- _Brief_
According to the news roundup, where did the first of the two Americans with Ebola land?

The Pulse: Ebola Infected American Receives Treatment in U.S.

Number 5:
A series of gas explosions ripped through parts of a city in southern Taiwan.
Gas leaks in the city's sewage system caused explosions that killed at least 25 people and injured many more.
A Taiwan news agency said residents had earlier reported the smell of leaking gas to authorities.
The blasts were so powerful, vehicles were thrown onto the roofs of 3 and 4 story buildings.
How this could happen and who is responsible is being investigated.

Number 4:
Immigration issues continue throughout the country.
Protesters Saturday, chanting and waving signs in Murrieta, California before starting a convoy to McAllen, Texas.
You can see they're expressing their displeasure over the wave of children immigrants coming into the United States.
The protestors left Murrieta City Hall Friday and plan to be in McAllen August 9th.

Number 3:
Recovery efforts continue today at the crash site of Malaysia Airlines Flight 17.
They say they have more than 60 experts with them, including Dutch and Australian investigators.
The situation there is still volatile.
Saturday was only the third day that monitors and experts had unrestricted access to the site since Flight 17 was brought down by a suspected surface-to-air missile, killing all 298 people aboard.

Number 2:
A 72-hour cease-fire fell apart almost as quickly as it started in Gaza today.
And both sides are accusing each other of violating the truce first.
Meanwhile Isreal defense forces or IDF continue its operation of destroying tunnels used by militants to launch attacks.
The bloodshed in Gaza showed no sign of letting up Saturday, with 50 Palestinians reported killed amid renewed Israeli shelling following accusations that Palestinian militants captured an Israeli soldier.

Number 1:
The first of two Americans stricken with Ebola landed in Atlanta Saturday.
This marks the first time the deadly virus will be treated in the U.S.
Doctor Kent Brantly had been working in Liberia with "Christian Charity Samaritan's Purse" trying to help other victims of the outbreak.
The outbreak has been called both "out of control" and "unprecedented".
More than 13-hundred people have been infected and 700 killed overseas.
Since Ebola spreads through contact with organs and bodily fluid, there is little risk to Americans.

- _Excerpted data_
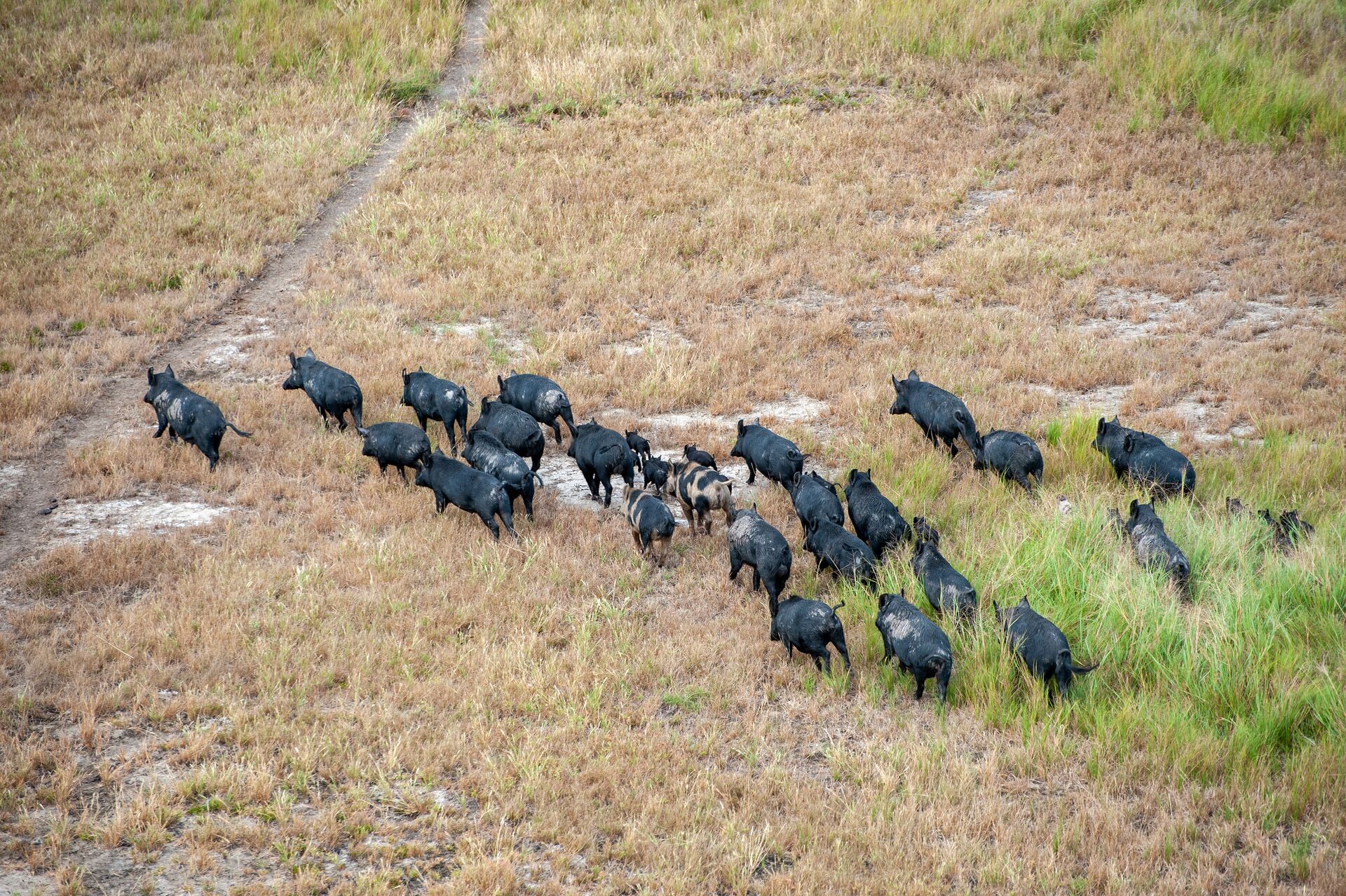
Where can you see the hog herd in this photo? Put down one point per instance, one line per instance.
(504, 451)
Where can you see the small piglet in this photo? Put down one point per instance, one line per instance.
(396, 446)
(516, 430)
(703, 490)
(1153, 545)
(946, 590)
(920, 646)
(936, 411)
(758, 544)
(1146, 459)
(816, 499)
(699, 456)
(538, 398)
(656, 473)
(471, 490)
(874, 517)
(639, 444)
(839, 550)
(809, 626)
(652, 524)
(599, 452)
(184, 414)
(778, 458)
(1012, 455)
(333, 392)
(489, 454)
(1041, 646)
(435, 398)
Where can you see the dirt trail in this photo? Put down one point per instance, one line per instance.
(263, 306)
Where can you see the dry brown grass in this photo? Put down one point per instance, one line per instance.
(346, 693)
(154, 156)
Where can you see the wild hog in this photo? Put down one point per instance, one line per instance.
(435, 398)
(816, 499)
(540, 398)
(778, 458)
(1012, 455)
(944, 585)
(656, 473)
(184, 414)
(758, 544)
(1146, 459)
(471, 490)
(1041, 646)
(599, 452)
(836, 549)
(809, 626)
(934, 411)
(396, 446)
(703, 490)
(333, 392)
(639, 444)
(874, 517)
(652, 524)
(489, 454)
(920, 646)
(699, 456)
(1153, 547)
(516, 430)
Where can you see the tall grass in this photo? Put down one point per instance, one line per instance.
(1244, 681)
(1252, 70)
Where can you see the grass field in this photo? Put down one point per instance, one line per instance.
(687, 215)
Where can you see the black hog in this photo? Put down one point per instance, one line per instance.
(656, 473)
(396, 446)
(1153, 545)
(639, 444)
(809, 626)
(816, 499)
(599, 452)
(839, 550)
(778, 458)
(934, 411)
(471, 490)
(540, 398)
(944, 587)
(699, 456)
(1146, 459)
(1041, 646)
(435, 398)
(874, 517)
(333, 392)
(920, 646)
(187, 416)
(515, 428)
(489, 454)
(703, 490)
(1012, 455)
(652, 524)
(758, 544)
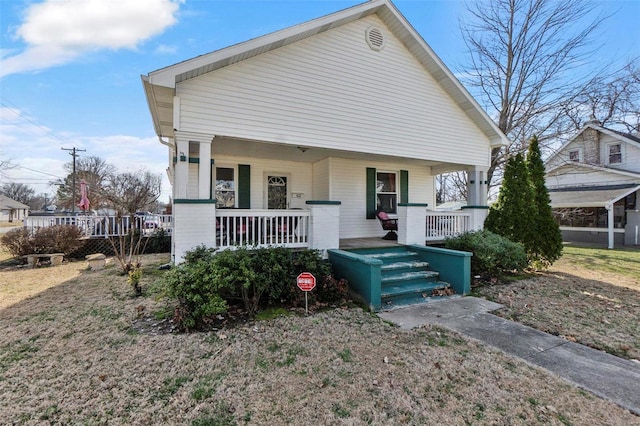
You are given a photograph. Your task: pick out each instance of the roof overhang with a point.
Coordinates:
(590, 168)
(579, 197)
(160, 85)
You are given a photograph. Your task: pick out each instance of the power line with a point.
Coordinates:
(33, 170)
(74, 153)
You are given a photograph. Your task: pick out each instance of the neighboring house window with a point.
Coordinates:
(615, 153)
(387, 191)
(574, 155)
(225, 187)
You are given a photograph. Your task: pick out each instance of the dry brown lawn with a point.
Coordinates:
(590, 296)
(69, 355)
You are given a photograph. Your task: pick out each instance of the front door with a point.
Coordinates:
(277, 192)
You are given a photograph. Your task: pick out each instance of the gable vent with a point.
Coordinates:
(375, 38)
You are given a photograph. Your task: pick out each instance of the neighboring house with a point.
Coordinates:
(11, 210)
(297, 137)
(594, 184)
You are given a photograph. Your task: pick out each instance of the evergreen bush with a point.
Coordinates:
(546, 240)
(198, 294)
(207, 281)
(492, 254)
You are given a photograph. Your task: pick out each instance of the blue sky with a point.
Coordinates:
(70, 70)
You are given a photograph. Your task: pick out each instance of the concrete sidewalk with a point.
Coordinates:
(605, 375)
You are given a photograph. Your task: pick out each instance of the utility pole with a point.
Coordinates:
(74, 153)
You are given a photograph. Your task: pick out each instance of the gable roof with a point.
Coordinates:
(622, 137)
(160, 85)
(7, 203)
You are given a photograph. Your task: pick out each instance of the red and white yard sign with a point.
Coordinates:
(306, 281)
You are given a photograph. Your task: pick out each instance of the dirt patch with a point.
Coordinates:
(587, 306)
(69, 354)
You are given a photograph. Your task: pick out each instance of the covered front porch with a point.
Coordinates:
(230, 192)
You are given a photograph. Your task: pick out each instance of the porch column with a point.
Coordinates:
(610, 232)
(181, 166)
(204, 171)
(477, 218)
(412, 223)
(194, 224)
(477, 187)
(324, 226)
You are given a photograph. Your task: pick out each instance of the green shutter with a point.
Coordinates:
(371, 193)
(244, 186)
(213, 180)
(404, 186)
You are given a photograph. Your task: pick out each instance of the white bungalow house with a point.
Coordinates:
(297, 137)
(594, 185)
(12, 211)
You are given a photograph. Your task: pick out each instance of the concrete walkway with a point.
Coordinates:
(605, 375)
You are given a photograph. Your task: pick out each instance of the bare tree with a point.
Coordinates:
(523, 54)
(128, 193)
(95, 171)
(131, 192)
(613, 100)
(18, 191)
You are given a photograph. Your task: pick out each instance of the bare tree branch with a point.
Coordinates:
(523, 57)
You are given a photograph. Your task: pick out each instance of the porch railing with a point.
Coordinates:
(104, 226)
(441, 225)
(262, 228)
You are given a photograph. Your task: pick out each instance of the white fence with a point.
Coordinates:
(262, 228)
(105, 226)
(441, 225)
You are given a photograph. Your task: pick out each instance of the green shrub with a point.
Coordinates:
(192, 283)
(207, 281)
(18, 242)
(492, 253)
(53, 239)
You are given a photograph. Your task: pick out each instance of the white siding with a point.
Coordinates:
(630, 154)
(333, 91)
(194, 224)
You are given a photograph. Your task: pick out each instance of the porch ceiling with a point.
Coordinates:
(274, 151)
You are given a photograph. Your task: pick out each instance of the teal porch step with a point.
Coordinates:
(409, 293)
(399, 275)
(405, 279)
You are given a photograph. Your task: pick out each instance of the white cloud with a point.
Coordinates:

- _Exercise answer_
In Atlanta.